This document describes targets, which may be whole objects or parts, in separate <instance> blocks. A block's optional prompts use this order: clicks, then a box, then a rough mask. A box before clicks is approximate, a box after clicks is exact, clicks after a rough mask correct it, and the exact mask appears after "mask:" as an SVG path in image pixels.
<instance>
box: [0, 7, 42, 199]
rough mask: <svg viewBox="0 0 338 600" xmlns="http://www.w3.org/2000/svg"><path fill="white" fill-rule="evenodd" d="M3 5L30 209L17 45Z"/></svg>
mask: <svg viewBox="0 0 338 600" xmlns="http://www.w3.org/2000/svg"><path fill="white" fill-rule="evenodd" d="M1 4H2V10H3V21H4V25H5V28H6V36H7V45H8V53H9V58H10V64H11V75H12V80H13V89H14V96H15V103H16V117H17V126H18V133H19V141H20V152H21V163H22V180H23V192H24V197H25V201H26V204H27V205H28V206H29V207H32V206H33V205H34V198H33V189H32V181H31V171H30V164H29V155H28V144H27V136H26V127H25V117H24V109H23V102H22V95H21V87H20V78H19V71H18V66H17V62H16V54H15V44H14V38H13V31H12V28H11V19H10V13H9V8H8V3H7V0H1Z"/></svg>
━━━━━━━━━━
§ **TO DO**: Could you copy out every one of the rows above, character for character, with nothing added, dropped, or altered?

§ **ANSWER BELOW**:
This document describes targets, which may be whole objects or parts, in separate <instance> blocks. A block's optional prompts use this order: clicks, then a box, then a rough mask. A box before clicks is approximate, a box after clicks is exact, clicks after a rough mask correct it, and the exact mask appears after "mask:" as an SVG path in image pixels.
<instance>
box: [0, 7, 42, 199]
rough mask: <svg viewBox="0 0 338 600" xmlns="http://www.w3.org/2000/svg"><path fill="white" fill-rule="evenodd" d="M3 5L30 209L17 45Z"/></svg>
mask: <svg viewBox="0 0 338 600" xmlns="http://www.w3.org/2000/svg"><path fill="white" fill-rule="evenodd" d="M1 4H2V10H3V21H4V25H5V28H6V36H7V45H8V53H9V58H10V64H11V75H12V80H13V89H14V96H15V103H16V117H17V126H18V133H19V141H20V152H21V163H22V180H23V192H24V197H25V201H26V204H27V205H28V206H29V207H32V206H33V205H34V198H33V189H32V181H31V171H30V164H29V155H28V144H27V136H26V127H25V117H24V109H23V102H22V95H21V87H20V78H19V71H18V66H17V62H16V54H15V44H14V38H13V31H12V28H11V19H10V13H9V8H8V3H7V0H1Z"/></svg>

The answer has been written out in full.